What you need to do
Reproduce verbatim everything in the material below, from the line containing "Autonomous forklift vision pipeline — detect the worker" down to the line containing "0,2,768,465", both of those lines included. Output only those lines.

Recorded data
•••

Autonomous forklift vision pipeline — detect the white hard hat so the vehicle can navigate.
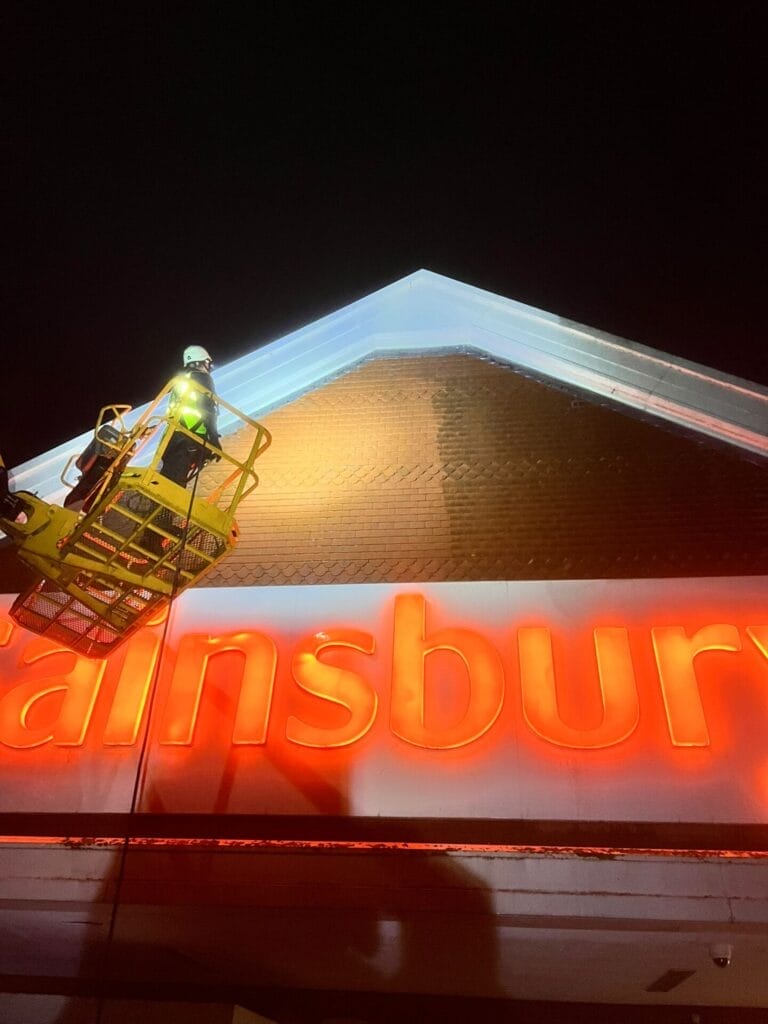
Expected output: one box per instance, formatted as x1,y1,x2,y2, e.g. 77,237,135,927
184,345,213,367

•••

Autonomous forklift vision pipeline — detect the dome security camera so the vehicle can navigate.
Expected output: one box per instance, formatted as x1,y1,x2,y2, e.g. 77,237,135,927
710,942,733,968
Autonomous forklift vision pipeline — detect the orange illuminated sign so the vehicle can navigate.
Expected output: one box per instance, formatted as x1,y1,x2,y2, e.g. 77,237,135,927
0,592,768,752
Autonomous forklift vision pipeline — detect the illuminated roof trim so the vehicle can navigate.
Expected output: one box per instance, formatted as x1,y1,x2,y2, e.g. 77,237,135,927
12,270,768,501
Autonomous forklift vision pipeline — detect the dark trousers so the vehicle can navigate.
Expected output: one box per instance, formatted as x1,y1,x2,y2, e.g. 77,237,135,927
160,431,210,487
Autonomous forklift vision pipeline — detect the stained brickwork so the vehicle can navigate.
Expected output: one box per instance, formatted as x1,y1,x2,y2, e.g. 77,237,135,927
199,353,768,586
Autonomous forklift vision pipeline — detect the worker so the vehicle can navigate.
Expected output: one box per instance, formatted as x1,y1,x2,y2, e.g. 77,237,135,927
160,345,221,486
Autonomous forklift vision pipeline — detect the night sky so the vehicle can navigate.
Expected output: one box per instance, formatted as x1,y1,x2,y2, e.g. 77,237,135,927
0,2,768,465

•••

Exercise result
Autonomous forklift vision pipeline — detect the worker so the vehicle can navigate.
Expected output: one box per instance, formatted as x1,y1,x2,y2, e.g. 77,237,135,927
160,345,221,486
Autonomous forklift vision pipeline — detect the night sky so the vehicle can navigate.
Expected output: one box per instance, formatted as x1,y1,x2,y2, e.g. 77,237,135,927
0,2,768,465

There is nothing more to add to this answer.